▸ Goal 1:
Scale the listing from the line containing "interior in the image above." through the end of the listing, inclusive, and give those lines again, requests included. Multiply each bounding box coordinate in the answers by 2.35 and round to whole numbers, with halves rounded up, but leave the numbers in the requests and their format samples unchanged.

▸ Excerpt to read:
..........
# Ugodog ??s



## gabdyl (Jun 16, 2008)

Peanut consistently uses his pee pads or goes outside for #1. I recently learned about the Ugodog and would like to make the switch. Has anyone else done this? Were you successful? do I start by putting the pad on top of the Ugodog? 

TIA!


----------



## trueblue (Jan 22, 2008)

I've had the ugodog since Santos came home, and he used it without having to do anything.


----------



## Pixiesmom (Jul 31, 2008)

I swear by the Ugodog and have used it since we brought her home. You could just let Peanut know this is the spot to go by putting a used pee pad under the grates. The smell will clue him in. I use newspaper in mine-free and more environmentally green. I have two Ugo's-beside the daily cleaning with Clorox cleanup spray, you can soak the one that needs cleaned outside in a large plastic bin with some bleach or Mr. Clean and hot water, rinse and it comes out immaculate and sanitary. She still knows it's ok to go outside too-that has never been a problem.


----------



## gabdyl (Jun 16, 2008)

Thank you! That is so helpful! A couple more questions:

~Do your Havs go #2 on the Ugo too? Peanut has never gone #2 on the pee pads...
~Where did you order from, the Ugo site or somewhere else? 

thanks again


----------



## Pixiesmom (Jul 31, 2008)

Yep-also #2. You can order it directly from their site, or amazon.


----------



## leena365 (Sep 17, 2009)

Same goes here. I love it and KASHI uses it so well. Now Miya on the other hand I have to take her outside she has a problem using it. I also ordered it on amazon.


----------



## gabdyl (Jun 16, 2008)

Tks! I am going to order on amazon


----------



## Pixiesmom (Jul 31, 2008)

I bought one for Mig on ebay (from a fantastic shipper BTW) called a Purmi potty. It's from Korea and is very similar to the Ugo but it's smaller and the lid is one piece that snaps on and off. It fits great in the expen and Pixie seems to like it too (she got in there and peed on it!). Best of all it was half the price of the Ugo. It's made very well. I love both though.


----------



## gabdyl (Jun 16, 2008)

Thank you, Beth! I just ordered it and she said it'd be put in the mail tomorrow


----------



## Pixiesmom (Jul 31, 2008)

A Purmi? You'll really like it. It's really easy peasy to clean. I think I'll order a pink one for Pix (Mig's is green) and I'm going to keep the Ugo's as spares for my mom's and for when I need to soak the Purmi's in the soapy water.


----------



## gabdyl (Jun 16, 2008)

Yes, the Purmi. It doesn't come up if you search for it on ebay but it does if you google it, oddly enough. I really hope he takes to using it. I will feel so much better about not using all those pee pads (environmentally!) Thanks again for the help


----------
..........
▸ Entries for bounding box labeling:
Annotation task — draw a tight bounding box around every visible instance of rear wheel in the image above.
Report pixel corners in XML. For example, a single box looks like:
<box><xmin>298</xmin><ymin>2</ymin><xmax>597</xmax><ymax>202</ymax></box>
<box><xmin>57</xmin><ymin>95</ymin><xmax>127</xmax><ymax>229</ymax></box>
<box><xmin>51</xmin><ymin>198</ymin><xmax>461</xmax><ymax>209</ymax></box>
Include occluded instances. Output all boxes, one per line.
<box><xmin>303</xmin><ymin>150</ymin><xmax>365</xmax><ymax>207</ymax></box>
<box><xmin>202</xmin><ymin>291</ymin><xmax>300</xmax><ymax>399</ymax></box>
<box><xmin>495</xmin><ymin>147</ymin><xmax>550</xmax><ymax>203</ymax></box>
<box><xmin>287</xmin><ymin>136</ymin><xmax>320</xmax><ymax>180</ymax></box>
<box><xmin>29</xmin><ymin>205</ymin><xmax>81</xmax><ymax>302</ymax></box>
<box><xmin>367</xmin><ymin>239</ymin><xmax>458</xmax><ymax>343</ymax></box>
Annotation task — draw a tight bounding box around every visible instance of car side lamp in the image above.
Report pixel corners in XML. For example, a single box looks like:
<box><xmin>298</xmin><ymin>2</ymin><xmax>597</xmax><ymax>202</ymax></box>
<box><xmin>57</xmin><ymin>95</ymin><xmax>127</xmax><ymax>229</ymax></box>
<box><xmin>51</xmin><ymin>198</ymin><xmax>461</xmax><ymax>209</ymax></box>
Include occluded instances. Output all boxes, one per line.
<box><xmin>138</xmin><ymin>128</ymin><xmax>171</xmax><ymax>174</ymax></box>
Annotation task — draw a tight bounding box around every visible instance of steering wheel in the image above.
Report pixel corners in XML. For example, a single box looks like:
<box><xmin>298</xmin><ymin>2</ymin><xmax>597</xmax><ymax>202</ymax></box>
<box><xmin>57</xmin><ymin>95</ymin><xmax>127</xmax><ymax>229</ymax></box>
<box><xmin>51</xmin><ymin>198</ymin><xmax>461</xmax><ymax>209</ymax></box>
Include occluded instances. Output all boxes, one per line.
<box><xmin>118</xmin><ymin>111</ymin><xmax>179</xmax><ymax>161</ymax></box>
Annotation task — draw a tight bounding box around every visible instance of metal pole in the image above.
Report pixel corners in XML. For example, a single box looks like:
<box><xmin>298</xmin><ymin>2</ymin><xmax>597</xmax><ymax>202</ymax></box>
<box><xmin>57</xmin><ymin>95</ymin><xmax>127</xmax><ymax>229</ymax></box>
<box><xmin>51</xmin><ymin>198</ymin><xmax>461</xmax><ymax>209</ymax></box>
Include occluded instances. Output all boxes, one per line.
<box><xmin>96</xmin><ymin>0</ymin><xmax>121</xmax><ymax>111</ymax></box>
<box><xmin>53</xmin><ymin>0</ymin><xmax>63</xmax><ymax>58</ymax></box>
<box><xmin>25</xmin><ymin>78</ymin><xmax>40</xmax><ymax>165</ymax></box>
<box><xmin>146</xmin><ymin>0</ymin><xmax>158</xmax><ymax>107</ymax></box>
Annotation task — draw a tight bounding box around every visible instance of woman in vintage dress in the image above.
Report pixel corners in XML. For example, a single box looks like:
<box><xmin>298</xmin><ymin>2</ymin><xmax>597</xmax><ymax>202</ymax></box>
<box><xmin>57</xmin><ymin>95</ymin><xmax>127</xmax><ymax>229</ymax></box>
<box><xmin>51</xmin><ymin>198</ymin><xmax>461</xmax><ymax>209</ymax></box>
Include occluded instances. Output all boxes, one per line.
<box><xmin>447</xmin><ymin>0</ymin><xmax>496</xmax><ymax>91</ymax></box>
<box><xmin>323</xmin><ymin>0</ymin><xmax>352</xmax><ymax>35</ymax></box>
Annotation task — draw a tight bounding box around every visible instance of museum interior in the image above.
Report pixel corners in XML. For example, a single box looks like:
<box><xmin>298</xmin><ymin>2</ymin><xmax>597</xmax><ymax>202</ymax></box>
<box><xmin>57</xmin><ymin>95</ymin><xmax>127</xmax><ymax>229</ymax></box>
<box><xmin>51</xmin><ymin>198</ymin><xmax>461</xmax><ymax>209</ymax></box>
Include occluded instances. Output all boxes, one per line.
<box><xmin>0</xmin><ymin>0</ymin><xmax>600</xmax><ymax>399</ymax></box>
..........
▸ Goal 2:
In the Ugodog thread, what does Pixiesmom use in her Ugodogs instead of pee pads?

▸ Response 1:
Annotation task — draw a tight bounding box around every visible instance of museum interior in the image above.
Report pixel corners in XML. For example, a single box looks like:
<box><xmin>298</xmin><ymin>2</ymin><xmax>597</xmax><ymax>202</ymax></box>
<box><xmin>57</xmin><ymin>95</ymin><xmax>127</xmax><ymax>229</ymax></box>
<box><xmin>51</xmin><ymin>198</ymin><xmax>461</xmax><ymax>209</ymax></box>
Include occluded instances. Output all boxes, one per line.
<box><xmin>0</xmin><ymin>0</ymin><xmax>1410</xmax><ymax>938</ymax></box>

▸ Response 2:
Newspaper.